* [Instruction A]: Which classes does the flambe.metric page define? Give their full names.
* [Instruction B]: Reproduce the flambe.metric page from the words "Token level perplexity, computed" up to and including the words "preplexity given the input and target.".

* [Text segment]:
++++++++++++++++++++

# flambe.metric¶

## Package Contents¶

class flambe.metric.Metric[source]

Base Metric interface.

Objects implementing this interface should take in a sequence of examples and provide as output a processd list of the same size.

compute(self, pred: torch.Tensor, target: torch.Tensor)

Computes the metric over the given prediction and target.

Parameters: pred (torch.Tensor) – The model predictions target (torch.Tensor) – The ground truth targets The computed metric torch.Tensor
__call__(self, *args, **kwargs)

Makes Featurizer a callable.

__str__(self)

Return the name of the Metric (for use in logging).

class flambe.metric.MultiLabelCrossEntropy(weight: Optional[torch.Tensor] = None, ignore_index: Optional[int] = None, reduction: str = 'mean')[source]
compute(self, pred: torch.Tensor, target: torch.Tensor)

Computes the multilabel cross entropy loss.

Parameters: pred (torch.Tensor) – input logits of shape (B x N) target (torch.LontTensor) – target tensor of shape (B x N) loss – Multi label cross-entropy loss, of shape (B) torch.Tensor
class flambe.metric.MultiLabelNLLLoss(weight: Optional[torch.Tensor] = None, ignore_index: Optional[int] = None, reduction: str = 'mean')[source]
compute(self, pred: torch.Tensor, target: torch.Tensor)

Computes the Negative log likelihood loss for multilabel.

Parameters: pred (torch.Tensor) – input logits of shape (B x N) target (torch.LontTensor) – target tensor of shape (B x N) loss – Multi label negative log likelihood loss, of shape (B) torch.float
class flambe.metric.Accuracy[source]
compute(self, pred: torch.Tensor, target: torch.Tensor)

Computes the loss.

Parameters: pred (Tensor) – input logits of shape (B x N) target (LontTensor) – target tensor of shape (B) or (B x N) accuracy – single label accuracy, of shape (B) torch.Tensor
class flambe.metric.Perplexity[source]

Token level perplexity, computed a exp(cross_entropy).

compute(self, pred: torch.Tensor, target: torch.Tensor)

Compute the preplexity given the input and target.

Parameters: pred (torch.Tensor) – input logits of shape (B x N) target (torch.LontTensor) – target tensor of shape (B) Output perplexity torch.float
class flambe.metric.BPC[source]

Bits per character. Computed as log_2(perplexity)

compute(self, pred: torch.Tensor, target: torch.Tensor)

Compute the bits per character given the input and target.

++++++++++++++++++++

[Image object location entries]
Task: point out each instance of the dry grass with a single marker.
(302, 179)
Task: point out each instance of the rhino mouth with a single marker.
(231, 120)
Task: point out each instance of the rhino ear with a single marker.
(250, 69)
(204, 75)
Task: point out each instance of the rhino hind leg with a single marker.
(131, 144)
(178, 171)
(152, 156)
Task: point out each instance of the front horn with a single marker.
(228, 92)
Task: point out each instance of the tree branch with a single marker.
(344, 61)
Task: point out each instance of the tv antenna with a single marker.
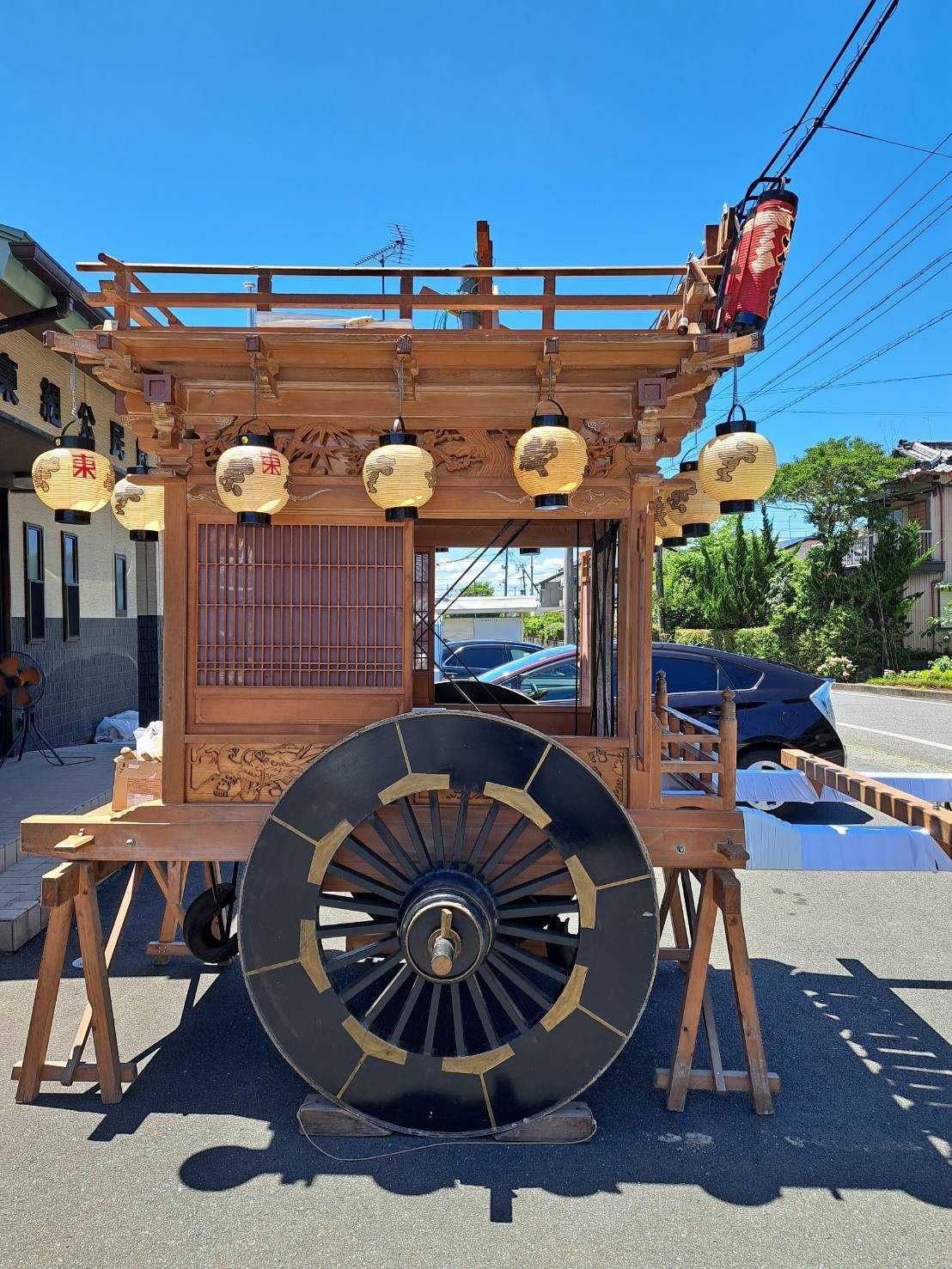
(398, 249)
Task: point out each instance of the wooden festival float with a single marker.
(449, 919)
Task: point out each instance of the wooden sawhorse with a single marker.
(693, 931)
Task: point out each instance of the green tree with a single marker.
(835, 484)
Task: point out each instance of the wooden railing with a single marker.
(131, 300)
(706, 758)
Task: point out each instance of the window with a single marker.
(119, 572)
(117, 441)
(8, 380)
(687, 673)
(69, 551)
(50, 407)
(34, 582)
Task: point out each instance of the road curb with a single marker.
(880, 689)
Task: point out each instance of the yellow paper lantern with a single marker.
(738, 466)
(138, 508)
(667, 528)
(689, 505)
(550, 460)
(253, 479)
(72, 479)
(399, 476)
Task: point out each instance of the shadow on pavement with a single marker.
(864, 1101)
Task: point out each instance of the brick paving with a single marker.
(36, 787)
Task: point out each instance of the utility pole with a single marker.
(571, 585)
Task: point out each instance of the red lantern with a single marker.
(757, 263)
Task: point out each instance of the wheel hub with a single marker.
(446, 925)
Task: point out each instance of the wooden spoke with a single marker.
(374, 859)
(460, 827)
(388, 992)
(481, 837)
(412, 829)
(534, 931)
(508, 840)
(393, 844)
(521, 981)
(459, 1034)
(505, 1000)
(361, 882)
(534, 962)
(510, 896)
(436, 827)
(348, 928)
(358, 985)
(480, 1002)
(327, 899)
(412, 997)
(436, 997)
(558, 907)
(519, 867)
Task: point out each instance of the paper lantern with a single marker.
(72, 479)
(668, 532)
(399, 476)
(253, 479)
(738, 466)
(689, 505)
(550, 460)
(138, 508)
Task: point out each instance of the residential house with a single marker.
(82, 601)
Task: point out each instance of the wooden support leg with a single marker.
(742, 979)
(85, 1026)
(41, 1022)
(693, 997)
(173, 888)
(90, 938)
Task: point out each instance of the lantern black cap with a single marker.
(550, 502)
(257, 438)
(731, 424)
(398, 434)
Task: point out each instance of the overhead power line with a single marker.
(859, 223)
(864, 361)
(885, 141)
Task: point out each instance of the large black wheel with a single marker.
(449, 924)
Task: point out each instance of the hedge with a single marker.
(758, 641)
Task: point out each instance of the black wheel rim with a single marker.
(551, 926)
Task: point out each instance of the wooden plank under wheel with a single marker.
(504, 924)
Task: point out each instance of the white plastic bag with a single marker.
(149, 740)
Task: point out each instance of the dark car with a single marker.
(777, 705)
(468, 659)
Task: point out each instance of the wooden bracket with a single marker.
(548, 369)
(404, 356)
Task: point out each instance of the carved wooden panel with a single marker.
(245, 773)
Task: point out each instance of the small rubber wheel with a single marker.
(198, 926)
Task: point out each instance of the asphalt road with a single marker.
(202, 1164)
(888, 734)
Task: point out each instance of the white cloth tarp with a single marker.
(773, 843)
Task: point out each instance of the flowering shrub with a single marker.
(837, 668)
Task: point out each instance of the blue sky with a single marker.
(607, 132)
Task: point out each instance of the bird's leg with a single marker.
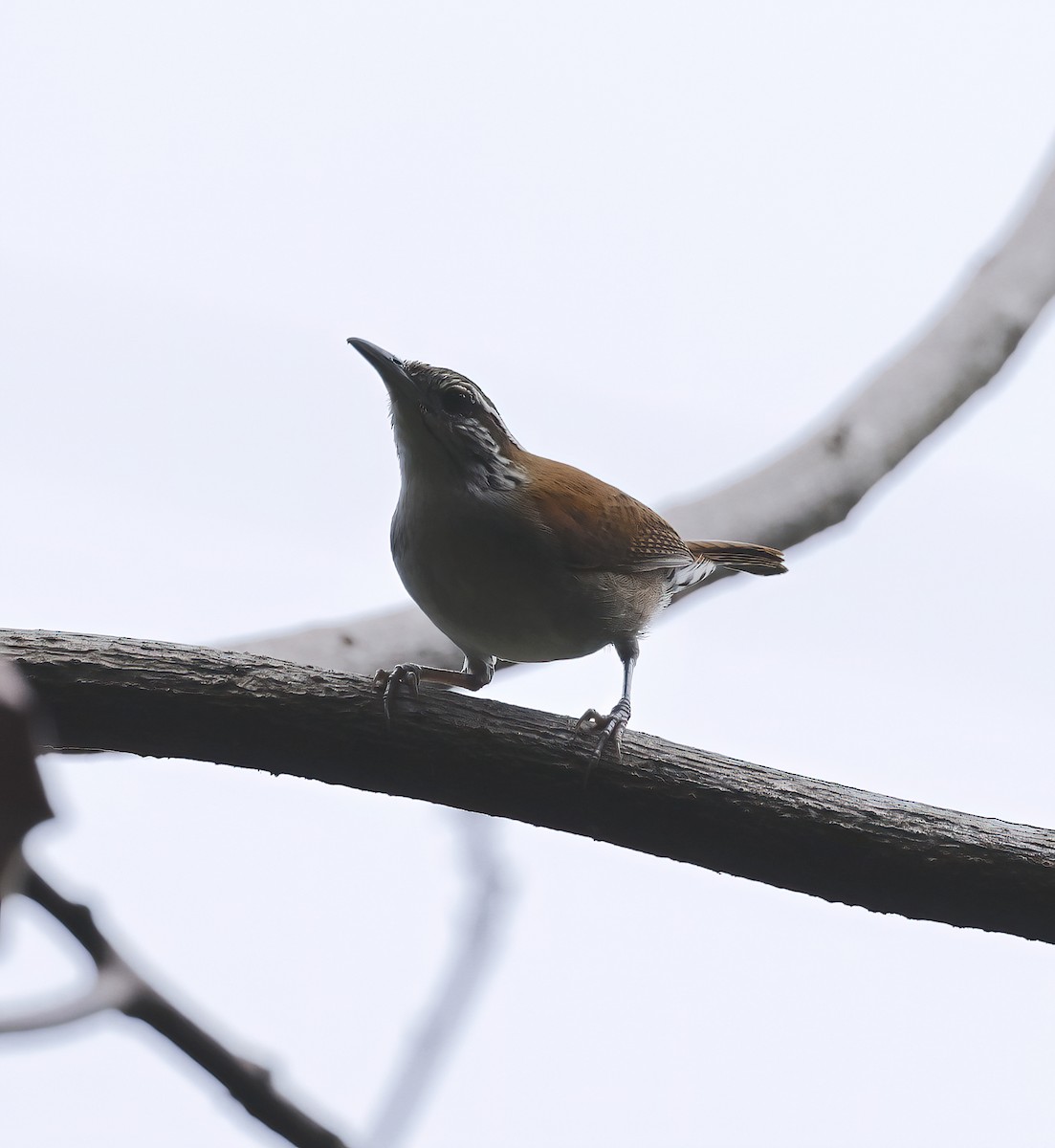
(612, 724)
(473, 675)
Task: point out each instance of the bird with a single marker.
(520, 558)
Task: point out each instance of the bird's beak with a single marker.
(393, 373)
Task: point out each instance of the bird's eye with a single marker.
(457, 401)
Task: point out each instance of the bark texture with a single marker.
(793, 832)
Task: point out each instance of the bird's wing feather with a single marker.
(598, 527)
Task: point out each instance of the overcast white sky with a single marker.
(663, 238)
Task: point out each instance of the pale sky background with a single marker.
(663, 238)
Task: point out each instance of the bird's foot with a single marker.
(611, 727)
(388, 681)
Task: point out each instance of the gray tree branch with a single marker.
(121, 987)
(792, 832)
(824, 476)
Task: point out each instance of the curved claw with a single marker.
(611, 727)
(407, 674)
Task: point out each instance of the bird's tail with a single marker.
(739, 556)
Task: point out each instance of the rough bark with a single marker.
(733, 816)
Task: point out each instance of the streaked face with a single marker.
(443, 420)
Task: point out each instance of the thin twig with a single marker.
(248, 1083)
(446, 1014)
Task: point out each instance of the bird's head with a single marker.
(446, 428)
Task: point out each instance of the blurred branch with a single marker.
(23, 803)
(822, 477)
(793, 832)
(121, 987)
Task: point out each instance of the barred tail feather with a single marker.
(739, 556)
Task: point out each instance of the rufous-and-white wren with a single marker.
(517, 557)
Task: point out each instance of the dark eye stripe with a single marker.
(457, 400)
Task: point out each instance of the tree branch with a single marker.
(793, 832)
(822, 477)
(120, 986)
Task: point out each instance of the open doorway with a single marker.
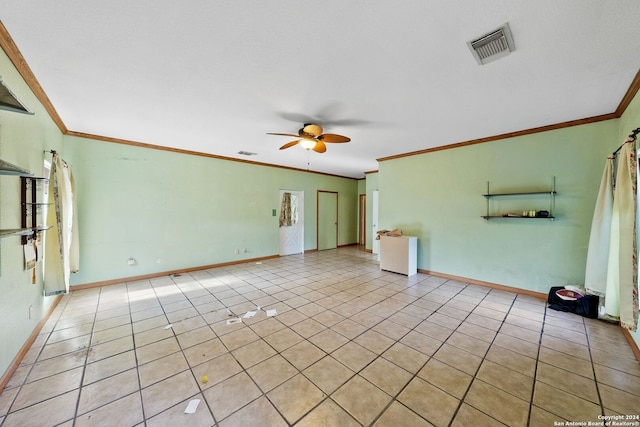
(362, 221)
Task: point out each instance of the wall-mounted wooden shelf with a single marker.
(551, 193)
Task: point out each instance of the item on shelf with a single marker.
(396, 232)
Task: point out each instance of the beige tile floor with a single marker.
(350, 345)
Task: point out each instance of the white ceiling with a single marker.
(395, 76)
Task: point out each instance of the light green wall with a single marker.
(23, 140)
(438, 197)
(185, 210)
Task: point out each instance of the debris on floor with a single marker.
(192, 406)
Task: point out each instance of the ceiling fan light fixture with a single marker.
(308, 144)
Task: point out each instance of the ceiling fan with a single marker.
(310, 137)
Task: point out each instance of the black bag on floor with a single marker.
(586, 306)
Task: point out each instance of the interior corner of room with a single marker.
(146, 212)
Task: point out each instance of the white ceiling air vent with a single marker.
(9, 102)
(492, 46)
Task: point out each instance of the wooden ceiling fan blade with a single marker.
(283, 134)
(332, 137)
(290, 144)
(320, 147)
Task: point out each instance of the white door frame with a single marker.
(375, 246)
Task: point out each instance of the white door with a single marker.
(292, 237)
(375, 246)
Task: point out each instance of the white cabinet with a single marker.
(399, 254)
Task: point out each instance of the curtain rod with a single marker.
(631, 135)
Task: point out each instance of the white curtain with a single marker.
(595, 280)
(617, 218)
(61, 243)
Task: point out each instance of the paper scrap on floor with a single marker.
(192, 406)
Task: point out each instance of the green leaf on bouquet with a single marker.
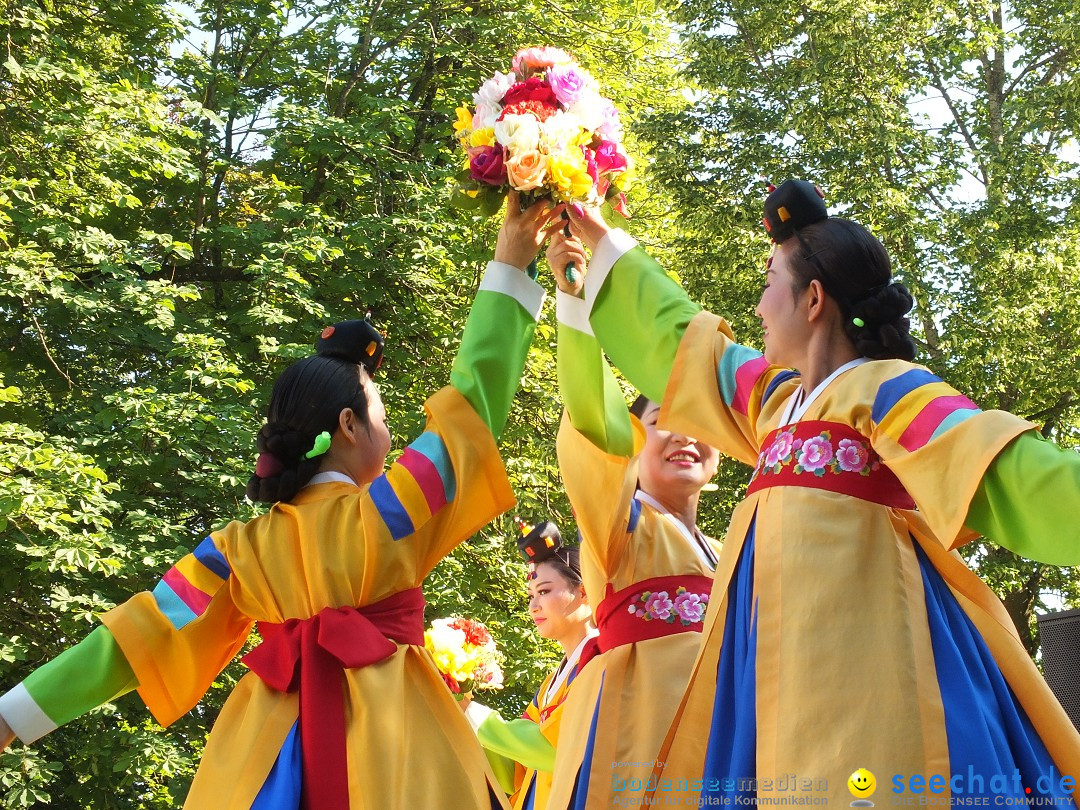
(611, 216)
(466, 202)
(490, 202)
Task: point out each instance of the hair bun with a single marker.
(539, 542)
(358, 341)
(878, 325)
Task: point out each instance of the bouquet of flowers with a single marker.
(544, 130)
(464, 653)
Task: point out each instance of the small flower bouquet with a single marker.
(464, 653)
(544, 130)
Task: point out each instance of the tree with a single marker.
(179, 217)
(942, 127)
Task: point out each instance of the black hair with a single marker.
(567, 563)
(854, 269)
(306, 401)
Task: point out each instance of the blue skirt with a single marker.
(987, 731)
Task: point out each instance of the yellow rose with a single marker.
(569, 174)
(482, 137)
(464, 121)
(527, 170)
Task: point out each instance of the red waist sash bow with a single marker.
(652, 608)
(310, 656)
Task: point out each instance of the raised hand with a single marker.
(586, 225)
(7, 736)
(523, 232)
(563, 252)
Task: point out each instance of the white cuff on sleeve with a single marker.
(24, 715)
(572, 311)
(505, 279)
(609, 251)
(476, 713)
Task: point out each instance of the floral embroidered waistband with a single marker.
(827, 456)
(652, 608)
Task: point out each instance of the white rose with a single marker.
(493, 91)
(559, 131)
(518, 133)
(485, 116)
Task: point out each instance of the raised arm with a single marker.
(502, 319)
(637, 312)
(1027, 500)
(590, 391)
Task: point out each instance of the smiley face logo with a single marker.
(862, 784)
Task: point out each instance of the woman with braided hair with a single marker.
(343, 706)
(844, 631)
(561, 610)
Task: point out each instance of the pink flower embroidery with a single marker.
(852, 456)
(780, 450)
(815, 454)
(690, 607)
(658, 605)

++++++++++++++++++++

* [Full response A]:
- flambe.metric.Metric
- flambe.metric.MultiLabelCrossEntropy
- flambe.metric.MultiLabelNLLLoss
- flambe.metric.Accuracy
- flambe.metric.Perplexity
- flambe.metric.BPC

* [Full response B]:
Token level perplexity, computed a exp(cross_entropy).

compute(self, pred: torch.Tensor, target: torch.Tensor)

Compute the preplexity given the input and target.